Tarefa: Reproduza todas as linhas dos registros abaixo, com os pedidos incluídos. Escale as coordenadas de pixel das respostas: multiplique cada uma por 2 e arredonde para números inteiros, com metades para cima.

----------

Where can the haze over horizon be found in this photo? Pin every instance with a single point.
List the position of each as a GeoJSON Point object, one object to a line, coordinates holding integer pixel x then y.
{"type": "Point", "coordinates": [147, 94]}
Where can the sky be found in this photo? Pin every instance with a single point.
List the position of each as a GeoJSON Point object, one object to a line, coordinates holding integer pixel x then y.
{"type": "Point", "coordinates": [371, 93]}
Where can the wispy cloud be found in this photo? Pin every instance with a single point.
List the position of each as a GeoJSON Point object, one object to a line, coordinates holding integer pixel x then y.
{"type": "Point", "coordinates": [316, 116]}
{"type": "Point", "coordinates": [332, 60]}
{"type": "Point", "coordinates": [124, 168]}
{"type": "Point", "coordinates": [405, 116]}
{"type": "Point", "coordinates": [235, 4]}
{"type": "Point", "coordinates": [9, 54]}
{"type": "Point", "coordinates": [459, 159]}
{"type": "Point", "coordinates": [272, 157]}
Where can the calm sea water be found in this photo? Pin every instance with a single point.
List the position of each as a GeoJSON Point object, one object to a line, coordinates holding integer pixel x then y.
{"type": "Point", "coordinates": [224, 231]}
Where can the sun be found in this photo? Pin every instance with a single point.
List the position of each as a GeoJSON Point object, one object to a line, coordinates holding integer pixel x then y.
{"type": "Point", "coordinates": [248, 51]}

----------

Resultado da tarefa:
Where can the haze over horizon be found in this photo? Pin every instance with a single point.
List the position of each as a GeoJSON Point object, one object to a line, coordinates holding integer pixel x then y.
{"type": "Point", "coordinates": [294, 188]}
Where can the sky be found in this photo? Pin every instance with a single point.
List the position of each as a GeoJSON Point object, one object to a line, coordinates holding integer pixel x then y.
{"type": "Point", "coordinates": [742, 186]}
Where can the wispy cloud be found in this photo? Pin every instance with a single point.
List the position of each as a GeoJSON Point object, one object to a line, coordinates holding integer pixel x then y.
{"type": "Point", "coordinates": [632, 232]}
{"type": "Point", "coordinates": [664, 120]}
{"type": "Point", "coordinates": [248, 336]}
{"type": "Point", "coordinates": [810, 232]}
{"type": "Point", "coordinates": [470, 8]}
{"type": "Point", "coordinates": [18, 108]}
{"type": "Point", "coordinates": [918, 318]}
{"type": "Point", "coordinates": [544, 314]}
Where can the calm sea water be found in this photo? Pin every instance with a single point.
List the position of each as a GeoJSON Point object, one object to a line, coordinates holding integer pixel x then y.
{"type": "Point", "coordinates": [448, 462]}
Where can the sun be found in this photo? Pin every instance with a single point.
List the position of each as a GeoJSON Point object, one object to a line, coordinates holding integer pixel x then y.
{"type": "Point", "coordinates": [496, 102]}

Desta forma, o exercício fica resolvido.